* Instructions for the task: Tally the lines in the listing below that contain the string "curtain", and give only the number.

* Record list:
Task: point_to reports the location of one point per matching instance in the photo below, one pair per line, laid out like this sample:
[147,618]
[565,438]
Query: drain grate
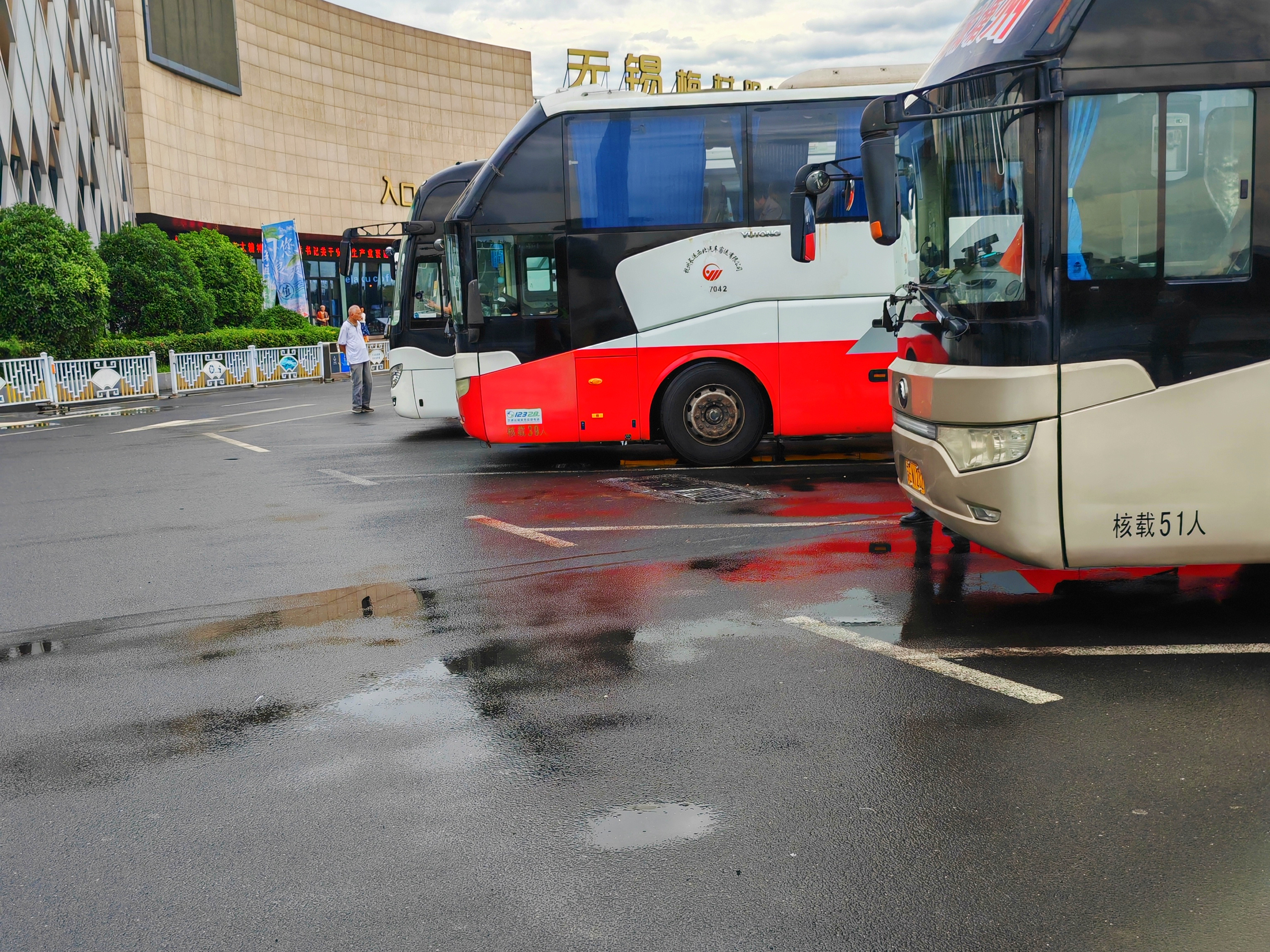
[685,489]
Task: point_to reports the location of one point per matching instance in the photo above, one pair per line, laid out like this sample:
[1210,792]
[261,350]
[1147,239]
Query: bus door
[1165,345]
[825,362]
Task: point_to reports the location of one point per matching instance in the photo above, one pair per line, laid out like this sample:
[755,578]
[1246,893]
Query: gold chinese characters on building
[642,73]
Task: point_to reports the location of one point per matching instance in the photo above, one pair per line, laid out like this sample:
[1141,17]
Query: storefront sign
[642,73]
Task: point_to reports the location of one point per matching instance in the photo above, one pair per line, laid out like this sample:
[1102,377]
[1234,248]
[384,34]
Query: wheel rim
[714,414]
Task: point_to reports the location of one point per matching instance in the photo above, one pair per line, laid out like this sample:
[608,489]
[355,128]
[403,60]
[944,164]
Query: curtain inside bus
[656,168]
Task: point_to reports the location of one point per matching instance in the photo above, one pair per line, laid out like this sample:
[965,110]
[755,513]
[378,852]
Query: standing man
[352,345]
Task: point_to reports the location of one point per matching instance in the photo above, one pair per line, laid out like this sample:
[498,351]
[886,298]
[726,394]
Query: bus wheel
[713,414]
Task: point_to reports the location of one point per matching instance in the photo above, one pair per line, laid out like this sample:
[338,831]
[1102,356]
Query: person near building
[352,345]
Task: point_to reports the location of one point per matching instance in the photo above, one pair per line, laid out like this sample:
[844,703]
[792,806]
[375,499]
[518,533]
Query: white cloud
[760,40]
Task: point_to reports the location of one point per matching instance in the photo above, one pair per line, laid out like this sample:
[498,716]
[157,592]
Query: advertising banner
[285,267]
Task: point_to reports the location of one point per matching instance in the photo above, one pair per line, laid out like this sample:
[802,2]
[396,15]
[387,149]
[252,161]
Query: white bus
[1088,331]
[624,275]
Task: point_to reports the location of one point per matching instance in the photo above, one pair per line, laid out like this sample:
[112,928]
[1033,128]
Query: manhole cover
[685,489]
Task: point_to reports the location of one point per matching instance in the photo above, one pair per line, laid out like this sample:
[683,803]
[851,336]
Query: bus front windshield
[962,183]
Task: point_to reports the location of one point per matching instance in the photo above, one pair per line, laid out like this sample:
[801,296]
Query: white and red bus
[625,276]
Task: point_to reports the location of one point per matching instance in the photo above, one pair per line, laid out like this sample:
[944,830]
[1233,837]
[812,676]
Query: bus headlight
[978,447]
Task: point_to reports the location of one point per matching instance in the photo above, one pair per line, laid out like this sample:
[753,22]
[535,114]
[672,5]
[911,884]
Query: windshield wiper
[892,319]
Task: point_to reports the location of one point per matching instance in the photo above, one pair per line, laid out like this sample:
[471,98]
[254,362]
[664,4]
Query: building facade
[61,112]
[239,113]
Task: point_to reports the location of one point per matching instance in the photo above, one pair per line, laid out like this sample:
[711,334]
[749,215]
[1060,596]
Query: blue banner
[285,266]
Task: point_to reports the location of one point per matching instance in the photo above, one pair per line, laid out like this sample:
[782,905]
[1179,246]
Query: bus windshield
[963,196]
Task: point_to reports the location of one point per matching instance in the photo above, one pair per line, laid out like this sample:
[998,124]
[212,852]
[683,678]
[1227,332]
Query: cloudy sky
[760,40]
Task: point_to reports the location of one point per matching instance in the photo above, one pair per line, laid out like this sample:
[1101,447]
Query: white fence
[27,380]
[41,380]
[210,370]
[106,378]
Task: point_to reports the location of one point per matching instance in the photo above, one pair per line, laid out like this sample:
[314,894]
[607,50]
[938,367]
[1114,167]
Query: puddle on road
[673,488]
[383,601]
[649,826]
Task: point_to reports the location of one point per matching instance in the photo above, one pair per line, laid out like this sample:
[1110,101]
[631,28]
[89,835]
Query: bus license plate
[914,476]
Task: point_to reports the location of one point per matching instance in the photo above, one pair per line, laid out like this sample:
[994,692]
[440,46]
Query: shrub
[155,287]
[54,288]
[280,318]
[12,347]
[229,276]
[224,339]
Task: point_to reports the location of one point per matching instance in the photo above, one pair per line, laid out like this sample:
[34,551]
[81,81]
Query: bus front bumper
[1024,494]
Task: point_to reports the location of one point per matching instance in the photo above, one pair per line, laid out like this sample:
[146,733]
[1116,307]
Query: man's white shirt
[351,337]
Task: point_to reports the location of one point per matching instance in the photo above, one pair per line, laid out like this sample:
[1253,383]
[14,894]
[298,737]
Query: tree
[155,287]
[54,288]
[229,274]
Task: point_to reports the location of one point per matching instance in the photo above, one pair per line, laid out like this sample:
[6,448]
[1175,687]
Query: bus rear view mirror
[802,228]
[474,317]
[420,228]
[882,188]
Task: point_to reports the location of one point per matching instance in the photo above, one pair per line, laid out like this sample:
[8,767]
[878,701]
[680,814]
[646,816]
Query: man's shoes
[916,518]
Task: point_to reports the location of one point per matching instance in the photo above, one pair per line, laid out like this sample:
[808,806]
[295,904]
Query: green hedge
[225,339]
[12,347]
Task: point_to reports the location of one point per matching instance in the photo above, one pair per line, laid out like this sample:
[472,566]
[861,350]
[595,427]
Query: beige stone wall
[332,102]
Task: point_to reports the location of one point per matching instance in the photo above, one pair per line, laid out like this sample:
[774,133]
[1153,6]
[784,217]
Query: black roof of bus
[459,172]
[1114,35]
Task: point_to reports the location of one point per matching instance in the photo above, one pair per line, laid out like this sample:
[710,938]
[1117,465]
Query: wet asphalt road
[251,704]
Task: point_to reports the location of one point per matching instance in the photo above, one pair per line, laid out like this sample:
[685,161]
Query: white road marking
[289,419]
[523,532]
[1108,650]
[339,475]
[718,526]
[236,443]
[928,660]
[214,419]
[43,428]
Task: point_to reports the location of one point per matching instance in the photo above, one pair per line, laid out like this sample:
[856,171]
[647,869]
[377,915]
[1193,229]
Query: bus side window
[1208,184]
[783,139]
[428,307]
[656,168]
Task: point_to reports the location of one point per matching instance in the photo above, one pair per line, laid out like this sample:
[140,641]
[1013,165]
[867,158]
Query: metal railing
[27,380]
[106,378]
[211,370]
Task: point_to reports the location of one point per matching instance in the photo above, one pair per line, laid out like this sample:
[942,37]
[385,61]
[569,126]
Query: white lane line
[214,419]
[718,526]
[1108,650]
[523,532]
[290,419]
[236,443]
[42,429]
[928,660]
[339,475]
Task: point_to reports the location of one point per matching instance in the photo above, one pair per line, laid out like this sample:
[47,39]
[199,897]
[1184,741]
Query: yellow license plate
[914,476]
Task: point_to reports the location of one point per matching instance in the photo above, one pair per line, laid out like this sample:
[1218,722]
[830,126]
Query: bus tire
[713,414]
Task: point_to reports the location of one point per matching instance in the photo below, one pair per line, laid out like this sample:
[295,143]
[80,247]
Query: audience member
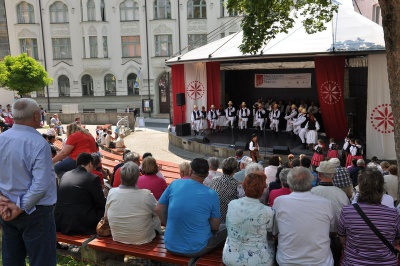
[149,180]
[191,214]
[130,210]
[226,186]
[80,199]
[213,163]
[361,245]
[302,223]
[248,222]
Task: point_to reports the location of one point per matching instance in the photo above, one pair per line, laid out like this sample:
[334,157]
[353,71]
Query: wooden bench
[214,258]
[154,250]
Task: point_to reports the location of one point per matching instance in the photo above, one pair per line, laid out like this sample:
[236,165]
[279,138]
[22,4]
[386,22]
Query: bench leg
[99,257]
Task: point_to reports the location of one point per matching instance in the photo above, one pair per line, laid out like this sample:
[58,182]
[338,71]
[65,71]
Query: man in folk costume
[230,114]
[274,117]
[244,116]
[196,119]
[212,116]
[291,118]
[260,115]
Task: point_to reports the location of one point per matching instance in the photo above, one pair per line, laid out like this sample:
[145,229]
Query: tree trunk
[391,25]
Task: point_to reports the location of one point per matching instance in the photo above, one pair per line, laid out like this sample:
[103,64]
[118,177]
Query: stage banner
[195,87]
[380,123]
[178,86]
[329,73]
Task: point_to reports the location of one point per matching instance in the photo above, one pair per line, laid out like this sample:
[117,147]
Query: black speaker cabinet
[284,150]
[180,99]
[183,129]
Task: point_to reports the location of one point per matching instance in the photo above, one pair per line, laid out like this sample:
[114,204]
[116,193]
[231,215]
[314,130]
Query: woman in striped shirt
[361,245]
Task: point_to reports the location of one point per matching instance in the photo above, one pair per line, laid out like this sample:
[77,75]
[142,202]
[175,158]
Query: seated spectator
[303,223]
[270,170]
[248,222]
[149,180]
[361,245]
[119,143]
[392,182]
[130,210]
[213,163]
[226,186]
[191,214]
[78,140]
[184,170]
[80,199]
[284,190]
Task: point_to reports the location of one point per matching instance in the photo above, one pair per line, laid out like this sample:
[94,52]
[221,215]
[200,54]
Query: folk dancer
[290,118]
[212,116]
[196,119]
[302,121]
[333,149]
[274,117]
[230,114]
[244,116]
[260,115]
[254,148]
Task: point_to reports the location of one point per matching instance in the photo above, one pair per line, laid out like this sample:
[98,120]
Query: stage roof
[347,33]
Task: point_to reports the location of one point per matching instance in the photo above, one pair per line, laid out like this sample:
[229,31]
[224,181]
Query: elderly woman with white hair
[130,210]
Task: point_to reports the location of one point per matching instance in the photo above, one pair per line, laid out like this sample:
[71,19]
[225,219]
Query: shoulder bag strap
[375,230]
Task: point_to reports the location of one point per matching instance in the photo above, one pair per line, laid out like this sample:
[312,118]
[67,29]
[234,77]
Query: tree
[264,19]
[23,74]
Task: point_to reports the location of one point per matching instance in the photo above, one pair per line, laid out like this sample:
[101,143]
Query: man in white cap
[212,116]
[230,114]
[196,119]
[244,116]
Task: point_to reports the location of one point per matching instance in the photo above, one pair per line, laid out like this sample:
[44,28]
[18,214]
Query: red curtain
[178,86]
[330,79]
[213,84]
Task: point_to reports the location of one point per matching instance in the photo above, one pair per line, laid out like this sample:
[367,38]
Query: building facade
[107,55]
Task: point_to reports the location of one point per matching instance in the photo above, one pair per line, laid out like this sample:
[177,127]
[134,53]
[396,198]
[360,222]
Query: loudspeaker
[180,99]
[183,129]
[284,150]
[240,145]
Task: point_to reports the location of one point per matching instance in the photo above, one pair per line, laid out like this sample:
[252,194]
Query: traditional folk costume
[196,119]
[244,114]
[230,114]
[318,155]
[333,150]
[213,118]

* Complete answer: 2